Task objective.
Once the pictures are set aside, transcribe the remaining data exactly.

Supplied entries.
%%

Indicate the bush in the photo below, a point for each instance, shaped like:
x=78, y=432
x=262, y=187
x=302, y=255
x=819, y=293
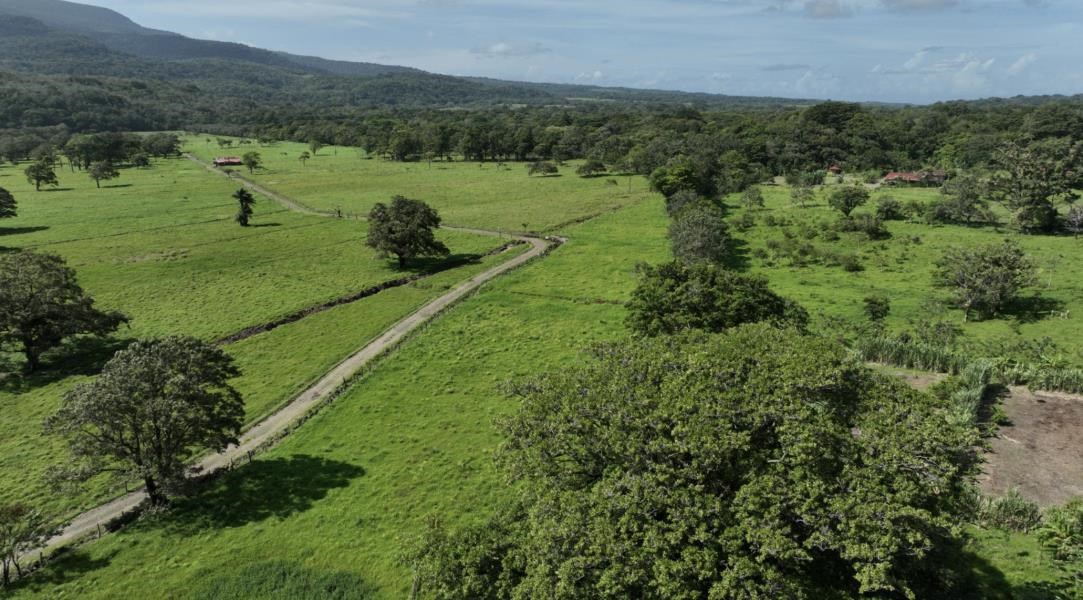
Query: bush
x=866, y=224
x=889, y=209
x=1010, y=512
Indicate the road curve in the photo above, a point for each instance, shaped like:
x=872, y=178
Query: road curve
x=276, y=425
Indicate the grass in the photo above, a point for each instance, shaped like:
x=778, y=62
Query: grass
x=166, y=251
x=900, y=268
x=466, y=194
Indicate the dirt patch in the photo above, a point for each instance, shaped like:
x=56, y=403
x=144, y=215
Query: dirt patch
x=1041, y=453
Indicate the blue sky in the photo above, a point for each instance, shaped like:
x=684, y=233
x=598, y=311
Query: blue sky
x=874, y=50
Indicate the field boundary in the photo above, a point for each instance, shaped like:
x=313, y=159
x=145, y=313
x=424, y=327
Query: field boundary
x=264, y=433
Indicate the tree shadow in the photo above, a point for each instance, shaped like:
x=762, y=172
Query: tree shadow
x=1032, y=309
x=17, y=231
x=81, y=355
x=435, y=264
x=276, y=487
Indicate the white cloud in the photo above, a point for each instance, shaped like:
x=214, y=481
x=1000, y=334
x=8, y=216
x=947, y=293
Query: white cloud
x=1021, y=64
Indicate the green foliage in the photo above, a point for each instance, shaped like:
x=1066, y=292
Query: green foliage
x=676, y=297
x=8, y=205
x=278, y=581
x=700, y=233
x=1010, y=512
x=103, y=170
x=155, y=404
x=801, y=195
x=1030, y=180
x=986, y=278
x=680, y=200
x=847, y=198
x=22, y=531
x=590, y=168
x=245, y=203
x=41, y=304
x=1073, y=221
x=963, y=203
x=758, y=464
x=41, y=173
x=405, y=230
x=877, y=308
x=1061, y=534
x=141, y=160
x=889, y=209
x=542, y=168
x=752, y=198
x=252, y=161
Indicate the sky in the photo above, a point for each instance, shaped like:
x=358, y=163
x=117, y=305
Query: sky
x=915, y=51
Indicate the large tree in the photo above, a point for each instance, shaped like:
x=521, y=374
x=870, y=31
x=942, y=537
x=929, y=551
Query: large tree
x=22, y=531
x=757, y=464
x=1030, y=180
x=252, y=160
x=41, y=173
x=8, y=205
x=984, y=278
x=700, y=233
x=847, y=198
x=41, y=304
x=676, y=297
x=245, y=201
x=155, y=405
x=405, y=230
x=103, y=170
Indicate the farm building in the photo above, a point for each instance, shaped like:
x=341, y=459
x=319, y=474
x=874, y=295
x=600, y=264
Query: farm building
x=929, y=179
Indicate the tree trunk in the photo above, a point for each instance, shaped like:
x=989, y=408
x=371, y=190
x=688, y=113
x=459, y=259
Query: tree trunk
x=33, y=357
x=153, y=492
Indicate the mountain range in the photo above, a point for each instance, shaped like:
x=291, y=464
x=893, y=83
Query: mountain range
x=106, y=52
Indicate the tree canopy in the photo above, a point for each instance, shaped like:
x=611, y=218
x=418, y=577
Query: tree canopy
x=8, y=204
x=245, y=203
x=699, y=233
x=103, y=170
x=155, y=405
x=405, y=230
x=847, y=198
x=677, y=297
x=41, y=304
x=986, y=278
x=757, y=464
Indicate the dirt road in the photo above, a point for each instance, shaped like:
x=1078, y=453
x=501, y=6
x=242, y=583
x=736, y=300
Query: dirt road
x=275, y=426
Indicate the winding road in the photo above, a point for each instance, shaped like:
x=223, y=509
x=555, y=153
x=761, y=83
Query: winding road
x=279, y=424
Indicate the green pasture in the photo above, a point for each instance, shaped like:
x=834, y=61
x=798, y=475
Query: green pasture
x=485, y=195
x=165, y=250
x=901, y=269
x=414, y=439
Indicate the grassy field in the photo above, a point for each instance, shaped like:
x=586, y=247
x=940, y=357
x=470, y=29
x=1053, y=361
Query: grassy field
x=413, y=439
x=901, y=266
x=466, y=194
x=164, y=249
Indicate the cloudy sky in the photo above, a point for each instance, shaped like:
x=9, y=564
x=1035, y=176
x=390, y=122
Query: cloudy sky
x=877, y=50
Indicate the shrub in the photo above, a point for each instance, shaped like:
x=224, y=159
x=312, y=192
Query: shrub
x=889, y=209
x=1010, y=512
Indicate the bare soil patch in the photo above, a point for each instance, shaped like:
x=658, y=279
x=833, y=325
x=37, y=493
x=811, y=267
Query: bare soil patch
x=1041, y=453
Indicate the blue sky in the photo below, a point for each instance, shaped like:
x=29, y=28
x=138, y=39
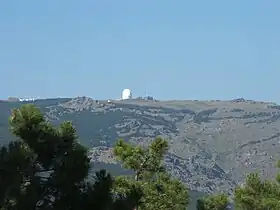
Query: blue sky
x=169, y=49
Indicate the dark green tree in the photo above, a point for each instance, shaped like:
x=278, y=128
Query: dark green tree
x=159, y=190
x=258, y=194
x=47, y=169
x=213, y=202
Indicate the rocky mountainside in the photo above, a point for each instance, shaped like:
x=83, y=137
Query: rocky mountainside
x=213, y=144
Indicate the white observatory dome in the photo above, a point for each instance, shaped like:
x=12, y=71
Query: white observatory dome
x=126, y=94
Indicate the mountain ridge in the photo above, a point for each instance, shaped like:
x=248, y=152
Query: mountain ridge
x=213, y=144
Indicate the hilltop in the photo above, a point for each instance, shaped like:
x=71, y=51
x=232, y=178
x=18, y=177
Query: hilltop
x=213, y=143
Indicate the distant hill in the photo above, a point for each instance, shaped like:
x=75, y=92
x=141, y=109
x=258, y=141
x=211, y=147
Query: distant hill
x=213, y=143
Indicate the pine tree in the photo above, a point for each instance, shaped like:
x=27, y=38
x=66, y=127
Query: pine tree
x=47, y=169
x=258, y=194
x=160, y=191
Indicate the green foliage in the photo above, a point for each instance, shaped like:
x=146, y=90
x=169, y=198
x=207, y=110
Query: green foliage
x=213, y=202
x=159, y=190
x=47, y=169
x=257, y=194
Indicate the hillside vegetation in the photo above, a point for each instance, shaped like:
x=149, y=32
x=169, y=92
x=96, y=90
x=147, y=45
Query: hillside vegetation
x=213, y=144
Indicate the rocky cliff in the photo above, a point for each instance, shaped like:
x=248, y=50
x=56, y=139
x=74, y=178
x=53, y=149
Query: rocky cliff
x=213, y=144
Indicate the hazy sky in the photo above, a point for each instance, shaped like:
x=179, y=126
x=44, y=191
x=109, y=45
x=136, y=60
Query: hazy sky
x=177, y=49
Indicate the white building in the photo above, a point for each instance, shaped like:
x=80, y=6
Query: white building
x=126, y=94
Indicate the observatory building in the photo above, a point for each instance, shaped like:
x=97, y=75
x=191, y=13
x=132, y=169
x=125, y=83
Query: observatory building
x=126, y=94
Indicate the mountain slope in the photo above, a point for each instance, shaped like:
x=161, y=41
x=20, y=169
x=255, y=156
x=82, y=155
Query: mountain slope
x=213, y=144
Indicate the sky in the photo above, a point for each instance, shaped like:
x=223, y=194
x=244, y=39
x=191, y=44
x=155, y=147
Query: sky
x=178, y=49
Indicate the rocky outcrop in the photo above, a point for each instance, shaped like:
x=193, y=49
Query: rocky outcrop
x=213, y=144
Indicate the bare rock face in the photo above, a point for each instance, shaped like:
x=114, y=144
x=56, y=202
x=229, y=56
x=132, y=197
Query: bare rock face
x=213, y=144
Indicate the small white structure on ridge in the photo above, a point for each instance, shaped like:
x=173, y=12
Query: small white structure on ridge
x=126, y=94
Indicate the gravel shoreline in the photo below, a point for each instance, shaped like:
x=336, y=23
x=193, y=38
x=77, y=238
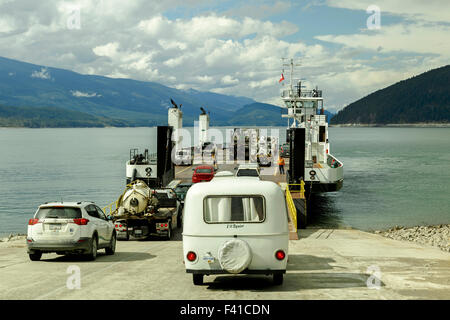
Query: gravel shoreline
x=437, y=236
x=13, y=237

%%

Answer for this exercise.
Indicate the bush in the photo below, a point for each instance, shaped like:
x=78, y=432
x=262, y=187
x=302, y=255
x=819, y=293
Query: bush
x=866, y=224
x=889, y=209
x=1010, y=512
Indicate the road curve in the photo above, a point for each instance, shaped like:
x=872, y=178
Query: road curve
x=276, y=425
Indicate the grass in the photo above, a point for each instance, shaped like:
x=778, y=62
Query: grass
x=166, y=251
x=900, y=268
x=466, y=194
Indicate the dirt patch in the photo above, a point for each instance, shaped like:
x=56, y=403
x=144, y=215
Query: dirt patch
x=1041, y=453
Indicate the blue sky in the photo above, a point for each instance, shaped like:
x=684, y=233
x=598, y=311
Query: blue sky
x=874, y=50
Indicate the field boundary in the photo above, a point for each instance, shaped like:
x=313, y=159
x=145, y=313
x=424, y=327
Query: field boundary
x=264, y=433
Indicate the tree shadow in the photo above, a point for each instance, shaped like:
x=762, y=172
Query: tree shadow
x=1032, y=309
x=17, y=231
x=81, y=355
x=435, y=264
x=276, y=487
Indicate the white cloud in the photo above, a point for each instance, shaped like:
x=214, y=481
x=1000, y=334
x=8, y=216
x=947, y=293
Query: white cloud
x=1021, y=64
Indicate the green foliage in the photo above, a point for each instance, shaped like:
x=1066, y=292
Query: green foliage
x=676, y=297
x=8, y=205
x=278, y=581
x=700, y=233
x=1010, y=512
x=103, y=170
x=155, y=404
x=801, y=195
x=1030, y=180
x=986, y=278
x=680, y=200
x=847, y=198
x=22, y=531
x=590, y=168
x=245, y=203
x=41, y=304
x=1073, y=221
x=963, y=203
x=758, y=464
x=41, y=173
x=405, y=230
x=877, y=308
x=1061, y=534
x=141, y=160
x=889, y=209
x=542, y=168
x=752, y=198
x=252, y=161
Indicate the sky in the photo above, a point for each instance, shaped like:
x=358, y=163
x=117, y=305
Query: sky
x=915, y=51
Indicate the large tree in the photo above, a point for each instance, shaped like:
x=521, y=374
x=870, y=31
x=942, y=537
x=929, y=551
Query: large tree
x=22, y=531
x=757, y=464
x=1030, y=180
x=252, y=160
x=41, y=173
x=8, y=205
x=984, y=278
x=700, y=233
x=847, y=198
x=41, y=304
x=676, y=297
x=245, y=201
x=155, y=405
x=405, y=230
x=103, y=170
Indicate the farm building in the photo above, a point for each instance, shaped like:
x=341, y=459
x=319, y=474
x=874, y=295
x=600, y=264
Query: farm building
x=929, y=179
Indicate the tree trunk in the photo above, a point for each instance, shaped like:
x=989, y=408
x=371, y=190
x=688, y=113
x=459, y=259
Query: tree trunk
x=33, y=357
x=153, y=492
Indicate the mountain range in the photo above, a point for each instance, shaped like:
x=291, y=464
x=893, y=83
Query: mountain range
x=106, y=52
Indicate the tree canopy in the photo above, a point for each instance, shaped like:
x=611, y=218
x=418, y=577
Query: tree canopy
x=8, y=204
x=245, y=203
x=699, y=233
x=103, y=170
x=155, y=405
x=405, y=230
x=847, y=198
x=677, y=297
x=41, y=304
x=986, y=278
x=757, y=464
Indicate the dirt road in the photo above, a point for each instance, shaped like:
x=1078, y=453
x=501, y=6
x=242, y=583
x=736, y=300
Query: dirt road
x=275, y=426
Indicate the winding road in the photo above, a point for each instance, shaped like:
x=223, y=509
x=555, y=153
x=761, y=83
Query: winding road
x=279, y=424
Indicate the green pasture in the photo above, a point for each instance, shaped like:
x=834, y=61
x=798, y=475
Query: green pasture
x=485, y=195
x=165, y=250
x=901, y=269
x=414, y=439
Indicate the grassy field in the photo above, a point for each instance, shaped like:
x=586, y=247
x=940, y=357
x=470, y=29
x=1053, y=361
Query: grassy field
x=413, y=439
x=901, y=266
x=466, y=194
x=164, y=249
Indicate the cloudy sky in the photo above, a point for each instance, shaped like:
x=9, y=564
x=1035, y=176
x=390, y=122
Query: cloudy sky
x=877, y=50
Indicate the shrub in the photo above, a point for each instance, shaped like:
x=224, y=159
x=312, y=192
Query: shrub
x=889, y=209
x=1010, y=512
Indicate the bare soil patch in the photo above, a point for each instance, shaped like:
x=658, y=279
x=833, y=325
x=37, y=493
x=811, y=267
Query: bare soil patch
x=1041, y=453
Indicate the blue sky in the photo below, a point for each instance, shaped like:
x=29, y=28
x=138, y=39
Query: blue sky
x=169, y=49
Indicate the dark green tree in the photo above, a point for each instance, shaped like:
x=278, y=128
Query: dark green tree
x=159, y=190
x=258, y=194
x=47, y=169
x=213, y=202
Indicate the rocky mountainside in the photo above, a point for each instance, shaped like:
x=83, y=137
Query: rocky mountainside
x=213, y=144
Indicate the white observatory dome in the photo above, a point for each instance, shaped like:
x=12, y=71
Query: white observatory dome
x=126, y=94
Indicate the mountain ridge in the photo above, a point for each instance, shaped like:
x=248, y=152
Query: mountain ridge
x=213, y=144
Indicate the hilltop in the photo above, a point for each instance, shaped like:
x=71, y=51
x=232, y=178
x=18, y=177
Query: hilltop
x=213, y=143
Indicate the distant hill in the photo above, a point for each instance, shaped like:
x=75, y=92
x=141, y=109
x=258, y=141
x=211, y=147
Query: distant hill
x=213, y=143
Indicate the pine tree in the photo above, a point for each instance, shaped like:
x=27, y=38
x=66, y=127
Query: pine tree
x=47, y=169
x=258, y=194
x=160, y=191
Indicate the green foliage in the photo above, a point for each instance, shaped like:
x=146, y=90
x=169, y=198
x=207, y=110
Query: green foliage
x=213, y=202
x=159, y=190
x=47, y=169
x=257, y=194
Indicate the hillside vegetation in the photo above, a point for each instance, shaped like:
x=149, y=32
x=169, y=92
x=96, y=90
x=147, y=45
Query: hillside vegetation
x=213, y=144
Indicate the rocky cliff in the photo above, a point for each instance, shaped like:
x=248, y=50
x=56, y=139
x=74, y=178
x=53, y=149
Query: rocky cliff
x=213, y=144
Indicate the hazy sky in the photo above, a point for each instance, shaped like:
x=179, y=126
x=44, y=191
x=109, y=45
x=136, y=60
Query: hazy sky
x=177, y=49
Indicate the white building in the photo above, a point for each instance, shaped like:
x=80, y=6
Query: white building
x=126, y=94
Indicate the observatory building in the photo above, a point for each instance, shaped like:
x=97, y=75
x=191, y=13
x=132, y=169
x=125, y=83
Query: observatory building
x=126, y=94
Indicate the mountain slope in the photo above, a point for each instance, shaped like:
x=161, y=41
x=20, y=169
x=255, y=156
x=82, y=155
Query: mountain slope
x=213, y=144
Indicate the sky in the photo above, a point for each instance, shaped like:
x=223, y=194
x=244, y=39
x=191, y=44
x=155, y=147
Query: sky
x=178, y=49
Indicate the rocky outcrop in the photo above, a point for each instance, shaped like:
x=193, y=49
Query: rocky outcrop
x=213, y=144
Indicate the bare rock face in the photo above, a point for each instance, shaped like:
x=114, y=144
x=56, y=202
x=229, y=56
x=132, y=197
Query: bare rock face
x=213, y=144
Indicate the small white structure on ridge in the photo above, a point for each instance, shaped like:
x=173, y=12
Query: small white structure on ridge
x=126, y=94
Indicate the gravel shoreline in the photo below, a point for each instance, shaped like:
x=336, y=23
x=193, y=38
x=77, y=238
Query: gravel shoreline
x=437, y=236
x=13, y=237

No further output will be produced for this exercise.